* _Job_: Rewrite the records from the line with "Presence check — any paved" up to and including the line with "xmin=10 ymin=250 xmax=375 ymax=500", substituting "gravel path" for "paved path" and leaving everything else unchanged.
··· Record set
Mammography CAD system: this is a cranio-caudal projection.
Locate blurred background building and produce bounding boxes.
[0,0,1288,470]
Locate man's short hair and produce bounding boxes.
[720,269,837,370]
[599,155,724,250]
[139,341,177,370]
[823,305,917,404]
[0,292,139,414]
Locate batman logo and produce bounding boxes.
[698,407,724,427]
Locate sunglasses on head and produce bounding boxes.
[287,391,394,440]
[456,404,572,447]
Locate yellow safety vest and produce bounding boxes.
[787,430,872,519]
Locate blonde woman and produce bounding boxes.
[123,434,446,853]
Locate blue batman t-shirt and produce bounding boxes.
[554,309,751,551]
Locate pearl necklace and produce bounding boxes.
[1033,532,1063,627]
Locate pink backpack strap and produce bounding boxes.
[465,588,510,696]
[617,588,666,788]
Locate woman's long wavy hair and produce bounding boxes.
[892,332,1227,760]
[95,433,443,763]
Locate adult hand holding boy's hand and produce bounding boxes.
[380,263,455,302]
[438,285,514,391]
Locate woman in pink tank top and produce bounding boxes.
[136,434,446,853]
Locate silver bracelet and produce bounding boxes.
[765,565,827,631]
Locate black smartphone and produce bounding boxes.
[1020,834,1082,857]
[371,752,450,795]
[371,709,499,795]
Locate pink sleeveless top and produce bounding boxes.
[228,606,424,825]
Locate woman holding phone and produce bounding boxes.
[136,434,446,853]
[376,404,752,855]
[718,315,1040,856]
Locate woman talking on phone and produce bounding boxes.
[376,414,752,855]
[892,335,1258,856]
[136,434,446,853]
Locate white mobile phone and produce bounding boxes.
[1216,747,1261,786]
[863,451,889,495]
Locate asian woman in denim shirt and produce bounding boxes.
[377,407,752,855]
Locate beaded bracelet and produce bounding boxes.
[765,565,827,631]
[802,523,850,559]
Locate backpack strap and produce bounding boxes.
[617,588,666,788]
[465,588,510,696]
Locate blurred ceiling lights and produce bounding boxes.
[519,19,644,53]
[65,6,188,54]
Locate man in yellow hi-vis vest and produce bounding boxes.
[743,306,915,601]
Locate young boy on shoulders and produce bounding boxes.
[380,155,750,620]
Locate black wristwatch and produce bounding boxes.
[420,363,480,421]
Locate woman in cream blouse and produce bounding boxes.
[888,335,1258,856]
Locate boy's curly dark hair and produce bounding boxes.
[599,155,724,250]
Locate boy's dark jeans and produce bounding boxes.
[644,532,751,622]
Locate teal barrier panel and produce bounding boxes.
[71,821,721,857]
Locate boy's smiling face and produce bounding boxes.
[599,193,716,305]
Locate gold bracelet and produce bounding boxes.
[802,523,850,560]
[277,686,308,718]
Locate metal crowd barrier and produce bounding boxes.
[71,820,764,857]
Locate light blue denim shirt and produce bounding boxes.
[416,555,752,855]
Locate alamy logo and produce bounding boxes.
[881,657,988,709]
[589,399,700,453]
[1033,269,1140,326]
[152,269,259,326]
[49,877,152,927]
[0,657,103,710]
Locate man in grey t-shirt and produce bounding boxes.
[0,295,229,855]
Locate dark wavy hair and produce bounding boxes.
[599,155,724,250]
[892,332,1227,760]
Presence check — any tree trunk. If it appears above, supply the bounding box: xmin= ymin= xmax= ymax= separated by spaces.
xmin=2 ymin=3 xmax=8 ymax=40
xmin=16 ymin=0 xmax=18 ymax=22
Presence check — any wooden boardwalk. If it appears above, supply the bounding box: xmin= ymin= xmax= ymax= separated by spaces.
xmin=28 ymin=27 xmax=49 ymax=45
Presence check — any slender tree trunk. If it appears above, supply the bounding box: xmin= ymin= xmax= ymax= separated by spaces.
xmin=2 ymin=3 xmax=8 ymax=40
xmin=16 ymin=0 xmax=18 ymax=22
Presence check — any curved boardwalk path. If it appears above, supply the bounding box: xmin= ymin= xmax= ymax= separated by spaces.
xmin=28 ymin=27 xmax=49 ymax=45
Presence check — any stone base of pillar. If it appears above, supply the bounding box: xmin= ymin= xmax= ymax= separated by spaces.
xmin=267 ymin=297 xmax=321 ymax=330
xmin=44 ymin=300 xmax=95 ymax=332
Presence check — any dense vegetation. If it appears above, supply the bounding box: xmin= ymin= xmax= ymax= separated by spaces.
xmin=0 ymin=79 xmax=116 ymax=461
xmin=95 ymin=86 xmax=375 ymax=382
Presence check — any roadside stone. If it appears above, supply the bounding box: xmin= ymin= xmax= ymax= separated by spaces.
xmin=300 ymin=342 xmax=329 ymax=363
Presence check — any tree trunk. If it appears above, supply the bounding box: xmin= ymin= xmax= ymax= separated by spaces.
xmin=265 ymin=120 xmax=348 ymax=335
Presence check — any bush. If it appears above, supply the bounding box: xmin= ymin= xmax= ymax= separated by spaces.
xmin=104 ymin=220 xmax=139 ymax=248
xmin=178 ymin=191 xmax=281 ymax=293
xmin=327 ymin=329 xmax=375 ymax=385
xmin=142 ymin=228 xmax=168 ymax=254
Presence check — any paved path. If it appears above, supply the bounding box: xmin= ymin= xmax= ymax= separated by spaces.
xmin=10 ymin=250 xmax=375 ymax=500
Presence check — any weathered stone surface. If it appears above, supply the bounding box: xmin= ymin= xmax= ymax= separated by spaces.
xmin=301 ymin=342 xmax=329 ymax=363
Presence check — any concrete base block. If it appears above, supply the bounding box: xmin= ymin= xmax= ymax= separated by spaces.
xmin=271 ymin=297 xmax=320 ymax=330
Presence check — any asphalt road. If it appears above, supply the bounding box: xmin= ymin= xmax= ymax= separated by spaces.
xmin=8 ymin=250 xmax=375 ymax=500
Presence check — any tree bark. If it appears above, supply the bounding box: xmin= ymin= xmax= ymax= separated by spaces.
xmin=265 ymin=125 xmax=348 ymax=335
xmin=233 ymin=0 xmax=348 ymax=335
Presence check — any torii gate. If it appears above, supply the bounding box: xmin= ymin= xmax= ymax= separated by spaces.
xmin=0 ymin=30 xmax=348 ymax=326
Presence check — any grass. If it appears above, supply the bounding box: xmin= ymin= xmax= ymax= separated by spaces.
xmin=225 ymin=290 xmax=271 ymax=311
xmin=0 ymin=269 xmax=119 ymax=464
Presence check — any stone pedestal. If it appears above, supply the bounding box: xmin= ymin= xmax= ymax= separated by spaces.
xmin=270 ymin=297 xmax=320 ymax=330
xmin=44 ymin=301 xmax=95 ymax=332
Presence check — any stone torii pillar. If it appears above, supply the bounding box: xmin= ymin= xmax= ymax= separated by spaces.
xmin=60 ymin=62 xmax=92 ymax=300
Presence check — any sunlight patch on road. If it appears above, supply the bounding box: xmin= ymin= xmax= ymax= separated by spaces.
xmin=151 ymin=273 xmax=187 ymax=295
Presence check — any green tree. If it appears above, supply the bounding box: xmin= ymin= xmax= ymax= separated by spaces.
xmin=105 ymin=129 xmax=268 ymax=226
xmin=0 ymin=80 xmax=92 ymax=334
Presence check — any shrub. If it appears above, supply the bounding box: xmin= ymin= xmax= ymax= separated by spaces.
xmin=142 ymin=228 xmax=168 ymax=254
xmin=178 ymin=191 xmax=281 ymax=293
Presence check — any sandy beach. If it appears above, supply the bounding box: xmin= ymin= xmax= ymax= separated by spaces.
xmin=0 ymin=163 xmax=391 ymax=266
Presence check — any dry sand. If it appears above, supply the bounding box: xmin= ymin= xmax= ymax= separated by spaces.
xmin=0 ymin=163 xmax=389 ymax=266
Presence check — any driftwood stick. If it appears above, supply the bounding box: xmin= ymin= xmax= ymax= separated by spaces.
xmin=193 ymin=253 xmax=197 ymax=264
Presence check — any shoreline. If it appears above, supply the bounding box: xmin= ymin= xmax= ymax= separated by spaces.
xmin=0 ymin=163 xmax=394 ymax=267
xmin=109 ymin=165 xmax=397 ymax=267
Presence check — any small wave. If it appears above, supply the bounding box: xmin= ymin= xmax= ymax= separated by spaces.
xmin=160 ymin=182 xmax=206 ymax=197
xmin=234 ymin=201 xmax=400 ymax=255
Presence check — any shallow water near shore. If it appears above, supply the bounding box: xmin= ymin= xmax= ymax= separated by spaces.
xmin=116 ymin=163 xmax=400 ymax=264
······
* _Response_:
Presence check — any gravel path. If it appears above, supply the bounding box: xmin= ymin= xmax= ymax= separated by spaces.
xmin=10 ymin=250 xmax=375 ymax=500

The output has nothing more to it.